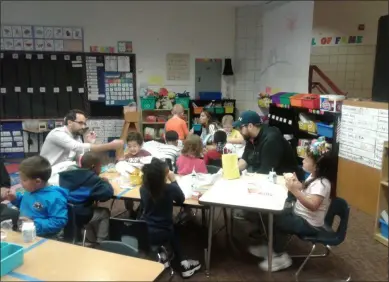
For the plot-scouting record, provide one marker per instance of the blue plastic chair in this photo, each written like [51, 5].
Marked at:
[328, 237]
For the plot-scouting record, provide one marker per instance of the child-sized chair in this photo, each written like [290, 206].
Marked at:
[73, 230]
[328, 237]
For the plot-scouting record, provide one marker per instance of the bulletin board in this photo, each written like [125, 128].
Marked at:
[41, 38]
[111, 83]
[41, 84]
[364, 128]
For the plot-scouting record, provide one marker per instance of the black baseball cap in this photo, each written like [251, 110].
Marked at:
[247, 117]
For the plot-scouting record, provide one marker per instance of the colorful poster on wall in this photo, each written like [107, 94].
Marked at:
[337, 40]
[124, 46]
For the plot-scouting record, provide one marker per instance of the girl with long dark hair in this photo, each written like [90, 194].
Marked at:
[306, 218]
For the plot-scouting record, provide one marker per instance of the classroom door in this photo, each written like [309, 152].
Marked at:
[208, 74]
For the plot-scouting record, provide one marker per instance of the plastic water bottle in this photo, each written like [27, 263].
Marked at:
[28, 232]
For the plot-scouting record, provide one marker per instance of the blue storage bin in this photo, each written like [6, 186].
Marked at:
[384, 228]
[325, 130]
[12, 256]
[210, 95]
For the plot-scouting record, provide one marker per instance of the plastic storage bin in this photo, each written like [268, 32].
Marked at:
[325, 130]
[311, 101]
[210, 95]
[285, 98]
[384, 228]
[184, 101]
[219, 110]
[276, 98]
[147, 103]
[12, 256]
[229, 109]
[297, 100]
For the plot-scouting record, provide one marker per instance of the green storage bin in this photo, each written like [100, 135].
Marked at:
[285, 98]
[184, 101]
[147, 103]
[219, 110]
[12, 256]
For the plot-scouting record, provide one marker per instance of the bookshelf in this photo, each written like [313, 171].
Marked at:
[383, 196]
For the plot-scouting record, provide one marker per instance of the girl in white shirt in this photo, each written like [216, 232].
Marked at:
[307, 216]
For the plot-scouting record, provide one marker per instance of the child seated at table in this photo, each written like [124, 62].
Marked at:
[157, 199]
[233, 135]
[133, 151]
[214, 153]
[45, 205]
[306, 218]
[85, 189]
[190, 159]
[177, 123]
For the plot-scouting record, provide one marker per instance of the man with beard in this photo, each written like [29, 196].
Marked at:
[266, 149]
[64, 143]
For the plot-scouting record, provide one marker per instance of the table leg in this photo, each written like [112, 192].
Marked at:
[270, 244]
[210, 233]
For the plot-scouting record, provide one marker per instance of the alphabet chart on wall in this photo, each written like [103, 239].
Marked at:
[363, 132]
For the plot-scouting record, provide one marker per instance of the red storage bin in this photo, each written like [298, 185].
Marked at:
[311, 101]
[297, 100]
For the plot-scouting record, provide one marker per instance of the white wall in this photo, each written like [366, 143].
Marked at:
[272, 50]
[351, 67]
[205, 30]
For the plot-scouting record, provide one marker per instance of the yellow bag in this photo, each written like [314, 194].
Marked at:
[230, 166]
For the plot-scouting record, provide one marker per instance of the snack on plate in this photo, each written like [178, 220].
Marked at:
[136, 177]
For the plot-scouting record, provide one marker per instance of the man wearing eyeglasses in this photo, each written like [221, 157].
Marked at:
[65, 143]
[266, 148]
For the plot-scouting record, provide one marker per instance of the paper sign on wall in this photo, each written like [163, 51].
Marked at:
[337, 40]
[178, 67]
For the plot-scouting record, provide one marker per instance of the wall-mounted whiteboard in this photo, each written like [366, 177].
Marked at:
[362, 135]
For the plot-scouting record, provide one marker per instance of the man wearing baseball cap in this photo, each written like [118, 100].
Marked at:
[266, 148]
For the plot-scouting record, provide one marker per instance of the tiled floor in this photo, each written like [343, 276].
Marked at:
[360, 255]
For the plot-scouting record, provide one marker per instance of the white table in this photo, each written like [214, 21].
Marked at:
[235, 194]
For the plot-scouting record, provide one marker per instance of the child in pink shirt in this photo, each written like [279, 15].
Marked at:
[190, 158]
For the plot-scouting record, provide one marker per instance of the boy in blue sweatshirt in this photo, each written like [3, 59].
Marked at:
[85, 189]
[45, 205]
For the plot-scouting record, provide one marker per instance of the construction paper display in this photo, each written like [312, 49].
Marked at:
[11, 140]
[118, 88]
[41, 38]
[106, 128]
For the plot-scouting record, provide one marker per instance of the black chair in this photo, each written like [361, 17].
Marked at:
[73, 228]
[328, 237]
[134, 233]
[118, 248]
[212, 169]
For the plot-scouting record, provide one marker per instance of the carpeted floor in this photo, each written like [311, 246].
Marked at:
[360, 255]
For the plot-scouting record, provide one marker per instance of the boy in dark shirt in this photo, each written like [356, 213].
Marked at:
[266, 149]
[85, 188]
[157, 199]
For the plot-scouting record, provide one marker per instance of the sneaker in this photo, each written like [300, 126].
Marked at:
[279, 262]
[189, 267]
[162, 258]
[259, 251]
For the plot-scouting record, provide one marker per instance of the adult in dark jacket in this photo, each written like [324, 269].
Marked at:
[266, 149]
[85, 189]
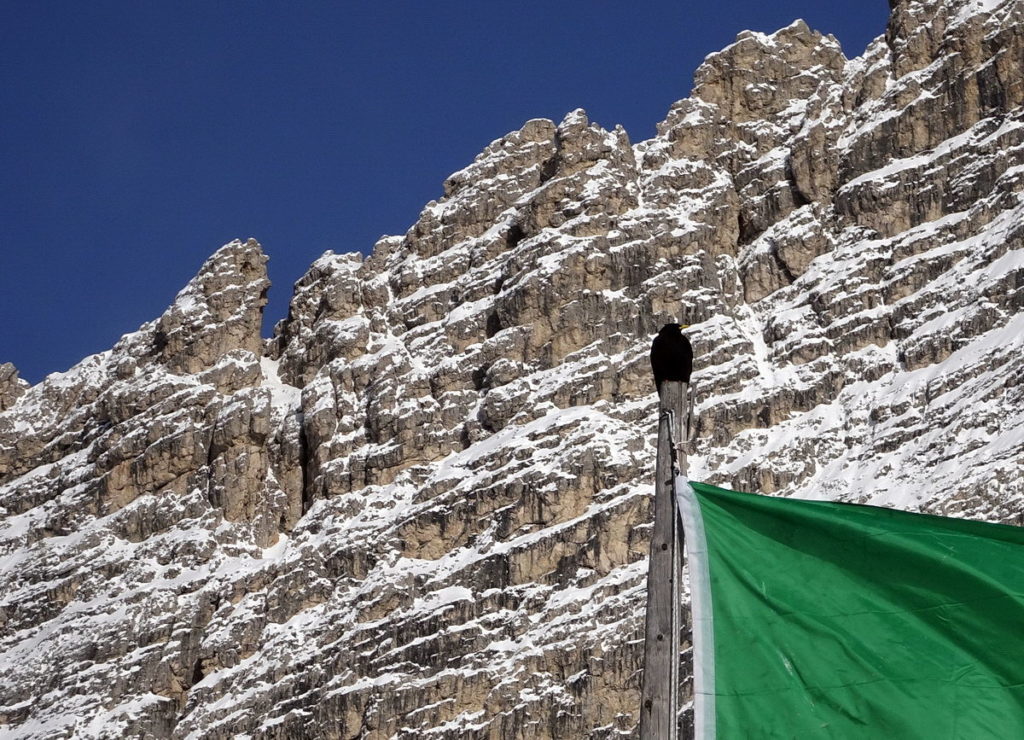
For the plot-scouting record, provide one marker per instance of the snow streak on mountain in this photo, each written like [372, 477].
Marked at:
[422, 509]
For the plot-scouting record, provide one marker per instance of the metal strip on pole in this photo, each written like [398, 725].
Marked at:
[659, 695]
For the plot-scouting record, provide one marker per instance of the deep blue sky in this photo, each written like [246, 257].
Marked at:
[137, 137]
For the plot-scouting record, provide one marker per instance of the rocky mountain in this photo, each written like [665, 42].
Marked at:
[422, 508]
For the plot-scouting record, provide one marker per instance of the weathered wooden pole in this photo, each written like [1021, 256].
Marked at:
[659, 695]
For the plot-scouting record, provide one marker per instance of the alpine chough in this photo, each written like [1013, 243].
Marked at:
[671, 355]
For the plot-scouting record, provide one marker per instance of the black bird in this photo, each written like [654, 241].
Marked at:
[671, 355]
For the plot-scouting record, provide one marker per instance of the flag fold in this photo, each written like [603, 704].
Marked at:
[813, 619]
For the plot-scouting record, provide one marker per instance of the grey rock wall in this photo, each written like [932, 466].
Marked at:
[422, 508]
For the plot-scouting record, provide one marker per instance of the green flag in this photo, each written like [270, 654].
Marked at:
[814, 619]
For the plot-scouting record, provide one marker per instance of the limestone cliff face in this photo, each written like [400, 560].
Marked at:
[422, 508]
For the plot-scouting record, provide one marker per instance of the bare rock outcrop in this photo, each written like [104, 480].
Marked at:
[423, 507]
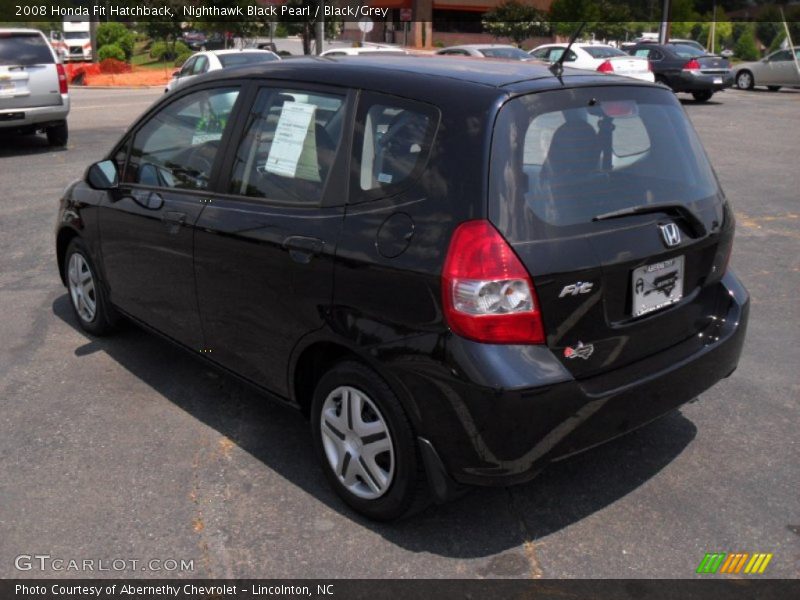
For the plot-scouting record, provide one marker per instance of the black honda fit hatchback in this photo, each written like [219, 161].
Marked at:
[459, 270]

━━━━━━━━━━

Please rewrite the items from the line holding "like [932, 466]." through the end of the items, inclusive, swapping "Marked at" for "Located at" and changing nothing else. Leave out the pictures.

For the plot-scouting record, provide one marker per instance of the grey rock wall in this photo, each written like [932, 466].
Located at:
[422, 508]
For the plot-scouting record, provide one marker per instance of the green flag in this photo, each written like [270, 654].
Located at:
[814, 619]
For the plot-scouting record, provide one marker per instance of the limestone cliff face in this photo, each written like [400, 560].
Located at:
[422, 508]
For the plot-scouting record, provide one marker per instance of the bare rock outcrop in this photo, each written like [104, 480].
Located at:
[423, 507]
For the plot-scouting record, provide one marker per instance of the black honda fit hatchback in this photo, each written like [219, 161].
Located at:
[459, 270]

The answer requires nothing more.